[Given records]

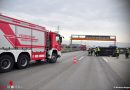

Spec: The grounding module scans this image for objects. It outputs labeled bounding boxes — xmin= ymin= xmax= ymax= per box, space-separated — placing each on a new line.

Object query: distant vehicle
xmin=80 ymin=45 xmax=87 ymax=51
xmin=98 ymin=46 xmax=116 ymax=56
xmin=0 ymin=14 xmax=63 ymax=72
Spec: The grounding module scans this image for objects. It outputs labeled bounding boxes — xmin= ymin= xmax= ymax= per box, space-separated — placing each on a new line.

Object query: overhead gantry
xmin=70 ymin=35 xmax=116 ymax=51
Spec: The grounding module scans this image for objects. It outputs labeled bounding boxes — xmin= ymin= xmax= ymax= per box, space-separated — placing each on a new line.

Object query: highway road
xmin=0 ymin=51 xmax=130 ymax=90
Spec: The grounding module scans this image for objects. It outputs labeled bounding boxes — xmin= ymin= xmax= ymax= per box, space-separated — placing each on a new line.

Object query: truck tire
xmin=0 ymin=55 xmax=14 ymax=73
xmin=15 ymin=54 xmax=30 ymax=69
xmin=47 ymin=53 xmax=57 ymax=63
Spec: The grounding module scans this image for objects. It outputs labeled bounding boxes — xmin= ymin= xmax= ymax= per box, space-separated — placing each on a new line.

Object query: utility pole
xmin=57 ymin=25 xmax=60 ymax=33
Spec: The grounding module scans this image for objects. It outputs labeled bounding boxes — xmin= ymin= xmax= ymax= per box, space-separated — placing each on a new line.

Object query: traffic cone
xmin=73 ymin=55 xmax=77 ymax=64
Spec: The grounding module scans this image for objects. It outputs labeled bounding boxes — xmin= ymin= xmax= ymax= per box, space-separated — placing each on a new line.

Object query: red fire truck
xmin=0 ymin=14 xmax=62 ymax=72
xmin=80 ymin=45 xmax=87 ymax=51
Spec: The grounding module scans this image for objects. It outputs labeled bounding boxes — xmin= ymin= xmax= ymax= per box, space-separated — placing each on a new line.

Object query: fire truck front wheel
xmin=0 ymin=55 xmax=14 ymax=73
xmin=15 ymin=54 xmax=30 ymax=69
xmin=47 ymin=53 xmax=57 ymax=63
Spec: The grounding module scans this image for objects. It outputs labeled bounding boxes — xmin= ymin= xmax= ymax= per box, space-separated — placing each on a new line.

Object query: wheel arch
xmin=52 ymin=50 xmax=58 ymax=55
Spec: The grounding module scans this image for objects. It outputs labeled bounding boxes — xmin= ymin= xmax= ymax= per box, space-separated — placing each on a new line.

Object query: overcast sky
xmin=0 ymin=0 xmax=130 ymax=46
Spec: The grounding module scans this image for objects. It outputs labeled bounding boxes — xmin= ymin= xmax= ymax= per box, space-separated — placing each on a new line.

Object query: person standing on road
xmin=95 ymin=47 xmax=98 ymax=56
xmin=115 ymin=48 xmax=120 ymax=58
xmin=97 ymin=47 xmax=100 ymax=56
xmin=125 ymin=48 xmax=129 ymax=58
xmin=88 ymin=48 xmax=91 ymax=56
xmin=93 ymin=48 xmax=96 ymax=56
xmin=90 ymin=48 xmax=93 ymax=56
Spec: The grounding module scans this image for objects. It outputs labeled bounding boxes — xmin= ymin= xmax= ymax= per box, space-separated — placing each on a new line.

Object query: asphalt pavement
xmin=0 ymin=51 xmax=130 ymax=90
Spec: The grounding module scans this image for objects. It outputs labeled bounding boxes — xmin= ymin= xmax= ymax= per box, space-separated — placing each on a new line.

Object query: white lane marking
xmin=79 ymin=56 xmax=84 ymax=61
xmin=102 ymin=57 xmax=108 ymax=62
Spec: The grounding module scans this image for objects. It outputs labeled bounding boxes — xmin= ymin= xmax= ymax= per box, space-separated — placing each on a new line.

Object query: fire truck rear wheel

[/Given records]

Everything in the data except the pictures must appear in your answer unchanged.

Spec: The grounding module scans this image for objects. It outputs labeled bounding boxes — xmin= ymin= xmax= ymax= per box, space-separated — placing each on a new line.

Object query: distant vehicle
xmin=80 ymin=45 xmax=87 ymax=51
xmin=98 ymin=46 xmax=116 ymax=56
xmin=0 ymin=14 xmax=63 ymax=72
Spec: The grounding module scans this image for objects. It outputs labeled bounding boxes — xmin= ymin= xmax= ymax= per box, space-separated — placing each on a new line.

Object query: overhead gantry
xmin=70 ymin=35 xmax=116 ymax=51
Spec: The grounding module scans this image for objects. It outputs labeled bounding boxes — xmin= ymin= xmax= ymax= per box, space-separated — placing each on a new line.

Object query: highway road
xmin=0 ymin=51 xmax=130 ymax=90
Spec: The grounding module scans this image for objects. It outputs labeled bounding boxes — xmin= ymin= xmax= ymax= per box, space-separated — placing each on a new line.

Object query: truck tire
xmin=0 ymin=55 xmax=14 ymax=73
xmin=15 ymin=54 xmax=30 ymax=69
xmin=47 ymin=53 xmax=57 ymax=63
Spec: The grounding module scans this image for objects. It outputs labeled bounding boxes — xmin= ymin= xmax= ymax= per box, space-separated — placing each on a new line.

Object query: utility pole
xmin=57 ymin=25 xmax=60 ymax=33
Spec: The grounding module scans this image for objects. It outputs labeled bounding boxes — xmin= ymin= xmax= ymax= per box, space-separated — placing each on a new line.

Object query: traffic cone
xmin=73 ymin=55 xmax=77 ymax=64
Spec: The grounding module scans this image for objects. It outputs labeled bounding boxes — xmin= ymin= xmax= ymax= per box, space-separated — placing each on a new line.

Object query: red fire truck
xmin=0 ymin=14 xmax=62 ymax=72
xmin=80 ymin=45 xmax=87 ymax=51
Spec: The grounding module scans this image for objects. It outputs labeled bounding boxes — xmin= ymin= xmax= ymax= per box, space-separated — placing each on a new line.

Object query: fire truck front wheel
xmin=0 ymin=55 xmax=14 ymax=73
xmin=15 ymin=54 xmax=30 ymax=69
xmin=47 ymin=53 xmax=57 ymax=63
Spec: The grounding module scans this image for objects. It outputs labeled bounding boxes — xmin= ymin= xmax= ymax= per box, space-separated — placing each on a new line.

Object query: wheel arch
xmin=52 ymin=50 xmax=58 ymax=55
Spec: The grounding module scans this image for objects. It outputs labeled bounding boxes — xmin= ymin= xmax= ymax= per box, space-separated — placing each on a new line.

Object query: overcast sky
xmin=0 ymin=0 xmax=130 ymax=46
Spec: The grounding module scans this image for objects. It outputs labeled bounding boxes — xmin= ymin= xmax= ymax= per box, space-separated — placing each on a new line.

Object query: person standing on road
xmin=95 ymin=47 xmax=98 ymax=56
xmin=115 ymin=48 xmax=120 ymax=58
xmin=97 ymin=47 xmax=100 ymax=56
xmin=125 ymin=48 xmax=129 ymax=58
xmin=88 ymin=48 xmax=91 ymax=56
xmin=93 ymin=48 xmax=96 ymax=56
xmin=90 ymin=48 xmax=93 ymax=56
Spec: The grounding module scans this image for objects. It outputs labeled bounding boxes — xmin= ymin= xmax= ymax= per box, space-separated — placing each on a new line.

Object query: asphalt pavement
xmin=0 ymin=51 xmax=130 ymax=90
Spec: The grounding module scans this image for objects. It outputs labeled bounding boxes — xmin= ymin= xmax= ymax= per box, space-separated — placing each on a new line.

Object query: white lane marking
xmin=79 ymin=56 xmax=84 ymax=61
xmin=102 ymin=57 xmax=108 ymax=62
Spec: The grounding module scans this image for objects. It outputs labeled bounding boxes — xmin= ymin= xmax= ymax= per box, space-separated — placing each on a new line.

Object query: fire truck rear wheel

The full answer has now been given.